Supplied material:
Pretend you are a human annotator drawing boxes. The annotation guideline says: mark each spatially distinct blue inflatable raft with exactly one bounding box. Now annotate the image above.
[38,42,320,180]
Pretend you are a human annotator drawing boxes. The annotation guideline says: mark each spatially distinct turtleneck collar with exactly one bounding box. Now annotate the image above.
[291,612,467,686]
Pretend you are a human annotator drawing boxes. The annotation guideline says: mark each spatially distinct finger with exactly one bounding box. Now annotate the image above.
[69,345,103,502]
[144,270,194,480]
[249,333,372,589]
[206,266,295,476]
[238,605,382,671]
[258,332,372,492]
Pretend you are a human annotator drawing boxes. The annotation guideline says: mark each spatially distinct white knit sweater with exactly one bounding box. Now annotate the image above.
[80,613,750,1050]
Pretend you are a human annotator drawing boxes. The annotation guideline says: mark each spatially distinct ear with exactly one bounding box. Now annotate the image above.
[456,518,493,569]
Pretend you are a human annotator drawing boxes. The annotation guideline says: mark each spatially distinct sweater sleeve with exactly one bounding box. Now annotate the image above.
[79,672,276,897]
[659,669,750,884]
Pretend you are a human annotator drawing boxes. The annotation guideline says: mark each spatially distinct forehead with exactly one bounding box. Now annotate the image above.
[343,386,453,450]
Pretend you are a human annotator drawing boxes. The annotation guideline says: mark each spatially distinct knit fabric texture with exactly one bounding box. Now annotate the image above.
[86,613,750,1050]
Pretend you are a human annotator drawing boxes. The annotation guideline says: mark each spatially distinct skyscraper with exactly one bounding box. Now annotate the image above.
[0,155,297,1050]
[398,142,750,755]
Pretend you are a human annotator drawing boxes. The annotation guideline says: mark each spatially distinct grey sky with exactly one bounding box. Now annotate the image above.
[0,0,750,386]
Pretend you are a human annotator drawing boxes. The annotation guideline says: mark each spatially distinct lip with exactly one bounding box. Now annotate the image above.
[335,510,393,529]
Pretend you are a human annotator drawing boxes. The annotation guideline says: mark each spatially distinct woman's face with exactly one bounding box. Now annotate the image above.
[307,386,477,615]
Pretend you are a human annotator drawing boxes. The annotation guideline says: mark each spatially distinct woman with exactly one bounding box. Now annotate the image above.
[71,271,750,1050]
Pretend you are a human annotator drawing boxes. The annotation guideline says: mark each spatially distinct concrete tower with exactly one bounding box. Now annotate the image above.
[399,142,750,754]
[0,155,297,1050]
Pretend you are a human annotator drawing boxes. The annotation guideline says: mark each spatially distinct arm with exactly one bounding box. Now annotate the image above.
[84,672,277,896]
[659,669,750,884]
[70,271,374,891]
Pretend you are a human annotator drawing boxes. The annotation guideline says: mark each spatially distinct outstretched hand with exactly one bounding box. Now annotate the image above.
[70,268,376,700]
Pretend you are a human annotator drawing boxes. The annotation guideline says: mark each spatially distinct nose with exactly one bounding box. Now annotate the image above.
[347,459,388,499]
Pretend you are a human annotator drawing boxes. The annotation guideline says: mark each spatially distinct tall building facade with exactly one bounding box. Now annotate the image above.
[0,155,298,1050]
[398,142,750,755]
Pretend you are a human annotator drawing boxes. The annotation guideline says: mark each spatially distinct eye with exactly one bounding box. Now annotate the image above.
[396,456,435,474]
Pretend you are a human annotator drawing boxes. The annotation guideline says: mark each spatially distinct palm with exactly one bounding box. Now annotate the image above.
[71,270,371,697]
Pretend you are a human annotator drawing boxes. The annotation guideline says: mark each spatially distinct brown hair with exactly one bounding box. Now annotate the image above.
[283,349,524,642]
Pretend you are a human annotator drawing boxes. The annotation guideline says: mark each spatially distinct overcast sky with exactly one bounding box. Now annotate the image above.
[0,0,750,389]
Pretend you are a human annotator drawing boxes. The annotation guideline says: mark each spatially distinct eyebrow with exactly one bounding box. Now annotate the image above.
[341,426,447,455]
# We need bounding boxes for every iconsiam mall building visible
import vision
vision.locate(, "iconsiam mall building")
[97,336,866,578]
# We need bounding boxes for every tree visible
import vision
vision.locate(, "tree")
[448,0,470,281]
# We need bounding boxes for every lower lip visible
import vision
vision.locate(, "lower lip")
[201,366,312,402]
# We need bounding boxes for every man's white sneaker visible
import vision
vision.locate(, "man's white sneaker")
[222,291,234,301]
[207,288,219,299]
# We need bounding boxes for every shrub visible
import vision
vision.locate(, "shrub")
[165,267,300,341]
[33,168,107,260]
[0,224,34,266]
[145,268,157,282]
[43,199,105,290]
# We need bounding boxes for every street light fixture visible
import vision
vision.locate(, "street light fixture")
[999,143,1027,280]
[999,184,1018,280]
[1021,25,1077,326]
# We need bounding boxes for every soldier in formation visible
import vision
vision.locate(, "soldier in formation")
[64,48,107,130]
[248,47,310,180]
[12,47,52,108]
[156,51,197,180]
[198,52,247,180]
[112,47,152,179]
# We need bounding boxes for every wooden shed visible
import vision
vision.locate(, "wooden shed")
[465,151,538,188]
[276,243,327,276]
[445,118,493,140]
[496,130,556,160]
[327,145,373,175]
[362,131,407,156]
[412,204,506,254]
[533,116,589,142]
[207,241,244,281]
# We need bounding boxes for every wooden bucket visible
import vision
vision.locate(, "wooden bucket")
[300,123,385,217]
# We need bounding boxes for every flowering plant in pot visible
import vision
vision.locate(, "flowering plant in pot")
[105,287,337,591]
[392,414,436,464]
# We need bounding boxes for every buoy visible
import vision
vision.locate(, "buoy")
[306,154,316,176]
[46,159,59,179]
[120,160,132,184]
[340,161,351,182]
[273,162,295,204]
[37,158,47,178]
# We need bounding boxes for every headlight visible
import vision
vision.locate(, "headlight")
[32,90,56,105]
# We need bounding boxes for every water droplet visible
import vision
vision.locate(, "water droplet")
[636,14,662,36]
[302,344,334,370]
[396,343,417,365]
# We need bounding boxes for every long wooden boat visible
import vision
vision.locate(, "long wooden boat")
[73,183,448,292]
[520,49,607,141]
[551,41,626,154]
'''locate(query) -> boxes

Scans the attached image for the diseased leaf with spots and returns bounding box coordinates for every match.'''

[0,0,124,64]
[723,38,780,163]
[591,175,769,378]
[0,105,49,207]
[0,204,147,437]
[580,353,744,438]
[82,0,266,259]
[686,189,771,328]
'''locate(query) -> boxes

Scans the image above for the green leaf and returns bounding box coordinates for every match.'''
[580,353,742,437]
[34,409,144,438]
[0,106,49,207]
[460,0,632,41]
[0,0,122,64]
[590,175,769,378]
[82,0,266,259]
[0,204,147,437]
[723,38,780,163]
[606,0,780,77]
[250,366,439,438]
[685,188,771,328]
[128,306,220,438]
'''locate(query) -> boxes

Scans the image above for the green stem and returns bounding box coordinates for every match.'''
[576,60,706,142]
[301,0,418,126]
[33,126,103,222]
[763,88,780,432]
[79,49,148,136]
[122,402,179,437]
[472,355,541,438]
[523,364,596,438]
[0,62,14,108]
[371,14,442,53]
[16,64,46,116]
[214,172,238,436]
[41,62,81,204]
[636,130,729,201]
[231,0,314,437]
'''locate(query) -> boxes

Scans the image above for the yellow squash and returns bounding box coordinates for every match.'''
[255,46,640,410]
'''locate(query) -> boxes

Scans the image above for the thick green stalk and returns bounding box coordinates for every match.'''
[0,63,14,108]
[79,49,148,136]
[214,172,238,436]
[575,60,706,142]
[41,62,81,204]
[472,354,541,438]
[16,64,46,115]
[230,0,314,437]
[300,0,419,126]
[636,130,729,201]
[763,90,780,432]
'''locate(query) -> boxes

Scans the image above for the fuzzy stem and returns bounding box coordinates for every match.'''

What is asked: Reproduce every one of the records above verbatim, from the first line to the last, altering nothing.

Output:
Pretend you are a human annotator drawing boxes. The annotation guideline says: mark each spatially distinct blue inflatable raft with exactly one bounding box. Now annotate the image above.
[38,42,320,180]
Pretend you are a human annotator drawing boxes. The annotation guideline says: mark each spatially distinct turtleneck collar with exactly one bounding box. Now annotate the image above.
[291,612,467,686]
Pretend you are a human annotator drawing boxes. The annotation guideline says: mark each spatially distinct finger with exactly one bounding box. Now annotate the image above.
[69,345,103,502]
[144,270,194,480]
[249,333,372,589]
[206,266,295,476]
[238,605,382,671]
[258,332,372,492]
Pretend you are a human annotator drawing boxes. The annotation guideline says: mark each spatially distinct white knit sweater with exactly one bounding box. Now annotate the image above.
[80,613,750,1050]
Pretend you are a human annotator drawing boxes. The annotation guideline says: mark each spatially distinct ear with exactly one bounding box. Now annotate the image above.
[456,518,493,569]
Pretend you are a human annotator drawing boxes. The annotation guideline says: mark each spatially distinct sweater sleeve with exactly one bounding box. Now annotate the image above.
[79,672,276,897]
[659,669,750,884]
Pretend you are a human annotator drawing boxes. The annotation guideline says: mark each spatially distinct forehead with exactly one bounding box. Now annotate the image above.
[343,386,453,450]
Pretend you are a human annotator drawing boxes. The annotation guideline says: mark each spatially distinct knit fabric texture with exactly one bounding box. Now annotate the image above.
[86,613,750,1050]
Pretend you are a human annotator drawing boxes. The annotation guideline says: mark each spatially distinct skyscraper with exactly one bounding box. Now annotate the image above.
[0,155,297,1050]
[398,142,750,755]
Pretend you are a human annotator drawing boxes. The annotation guideline says: mark each spatially distinct grey sky with exactly one bounding box. Now annotate the image above.
[0,0,750,386]
Pretend you are a human annotator drawing boxes. The annotation guideline says: mark each spatially distinct lip with exactly one bounding box. Now annotate the image above.
[335,510,393,529]
Pretend you are a human annotator drawing boxes. The annotation guideline says: mark each spatially distinct woman's face with exactly one bounding box. Now annotate the image above.
[307,386,477,615]
Pretend you are a human annotator drawing boxes. The annotation guideline says: mark each spatially distinct woman with exactly one bounding box. Now annotate the image above.
[71,271,750,1050]
Pretend you are a human annotator drawing boxes. The annotation guideline says: mark each spatially distinct concrete tower with exactly one bounding box. Now annotate the image above.
[399,142,750,754]
[0,155,297,1050]
Pretend you are a human annotator drawing boxes. The annotation guideline says: mark each spatially distinct arm with exactly one bounding box. Now annotate the image above.
[84,672,277,896]
[659,669,750,884]
[70,271,374,891]
Pretend you are a human annotator drawing boxes. The annotation guideline says: mark each spatially distinct outstretched hand with exactly one bounding box. Now annotate the image above.
[70,268,376,700]
Pretend you are a human annotator drawing boxes. The annotation guideline says: mark each spatially distinct nose with exactly one bounding box. Now annotate the image above.
[347,459,388,499]
Pretend you are a human annotator drawing boxes. The annotation guideline says: mark each spatially distinct tall building facade with exactly one bounding box. Now annotate the image above.
[0,155,298,1050]
[398,142,750,755]
Pretend you are a human annotator drawing boxes. The annotation guideline says: mark each spatially distinct eye with exactly one bounding box. Now annotate the image above.
[396,456,435,474]
Pretend you are a human annotator drawing boxes. The annotation guideline says: mark each spatially distinct palm with exactly one bounding box. Now annotate the image above.
[71,270,371,697]
Pretend you are a human annotator drawing boxes. The annotation guideline says: mark each spatially distinct brown hair with exactly one bounding box. Now annotate the image above.
[283,349,524,642]
Pretend you are a human annotator drawing boxes. The annotation guideline says: mark each spatially distinct overcast sky with exactly one bounding box. Now annotate the image above.
[0,0,750,389]
Pretend you are a human annotator drawing boxes. The annotation guideline says: mark each spatially distinct eyebrow with exactly one bounding box. Now annotate the image above.
[341,426,447,455]
# We need bounding boxes for every iconsiam mall building visible
import vision
vision.locate(, "iconsiam mall building")
[97,336,866,578]
# We need bounding boxes for every tree visible
import vision
vision.locate(, "tree")
[448,0,470,281]
# We need bounding boxes for every lower lip visible
import vision
vision.locate(, "lower lip")
[201,366,312,402]
# We need bounding boxes for every man's white sneaker visible
import vision
vision.locate(, "man's white sneaker")
[222,291,234,301]
[207,288,219,299]
# We need bounding boxes for every shrub visible
import vision
vision.locate(, "shrub")
[165,267,300,341]
[33,168,107,260]
[0,224,34,266]
[145,268,157,282]
[43,199,105,290]
# We need bounding boxes for every street light fixture visible
import vision
vision.locate(, "street light fixture")
[999,143,1027,280]
[999,184,1018,280]
[1021,25,1077,326]
# We need bounding boxes for every soldier in formation visible
import vision
vision.locate(, "soldier in formation")
[64,48,107,130]
[248,47,310,180]
[12,47,52,108]
[156,51,197,180]
[198,52,247,180]
[112,47,152,179]
# We need bounding boxes for every wooden shed visible
import vision
vision.locate(, "wooden shed")
[465,151,538,188]
[276,243,327,276]
[445,118,493,140]
[496,130,556,160]
[327,145,373,175]
[362,131,407,156]
[412,204,506,254]
[533,116,589,142]
[207,241,244,281]
# We need bounding boxes for every wooden bucket visible
import vision
vision.locate(, "wooden bucket")
[300,123,385,217]
# We need bounding boxes for every flowering plant in pot visible
import vision
vision.locate(, "flowering plant in pot")
[105,287,337,591]
[392,414,436,464]
# We need bounding boxes for every buoy visible
import vision
vision.locate(, "buoy")
[306,154,316,176]
[46,159,59,179]
[120,160,132,184]
[340,161,351,182]
[273,162,295,204]
[37,158,47,178]
# We need bounding boxes for every headlight visible
import vision
vision.locate(, "headlight")
[32,90,56,105]
# We need bounding boxes for every water droplet visible
import vision
vision.locate(, "water droplet")
[636,14,662,36]
[302,344,334,370]
[396,343,417,365]
# We need bounding boxes for every long wooden boat visible
import vision
vision.locate(, "long wooden boat")
[73,183,448,292]
[520,49,607,141]
[551,41,626,154]
'''locate(query) -> boxes

Scans the attached image for the diseased leaf with spots and returns bounding box coordinates for every match.'''

[0,0,124,64]
[723,38,780,163]
[591,175,769,378]
[0,105,49,207]
[0,204,147,437]
[580,353,744,438]
[82,0,266,259]
[686,189,771,328]
'''locate(query) -> boxes

Scans the image above for the green leaf and returns bounding box coordinates for every match.'''
[580,353,742,437]
[34,409,144,438]
[0,106,49,207]
[460,0,632,41]
[0,0,122,64]
[590,175,769,378]
[82,0,266,259]
[0,204,147,437]
[723,38,780,163]
[606,0,780,77]
[250,366,439,438]
[685,188,771,328]
[128,306,220,438]
'''locate(query) -> boxes

Scans the image above for the green stem and returns bounding box coordinates for every match.'''
[576,60,706,142]
[301,0,418,126]
[33,126,103,222]
[763,88,780,432]
[79,49,148,136]
[122,402,179,437]
[472,355,541,438]
[523,364,596,438]
[0,62,14,108]
[371,14,442,53]
[16,64,46,116]
[214,172,238,436]
[41,62,81,204]
[636,130,729,201]
[231,0,314,437]
'''locate(query) -> boxes

Scans the image above for the yellow squash and returns bounding box coordinates for every match.'''
[255,46,640,410]
'''locate(query) -> boxes

Scans the image above for the thick green stalk and returns bounding box coordinates for every match.'''
[0,63,14,108]
[79,49,148,136]
[214,172,238,436]
[575,60,706,142]
[41,62,81,204]
[472,354,541,438]
[16,64,46,115]
[230,0,314,437]
[300,0,419,126]
[636,130,729,201]
[763,90,780,432]
'''locate(query) -> boxes

Scans the image above for the fuzzy stem and returns bounding box coordinates for every match.'''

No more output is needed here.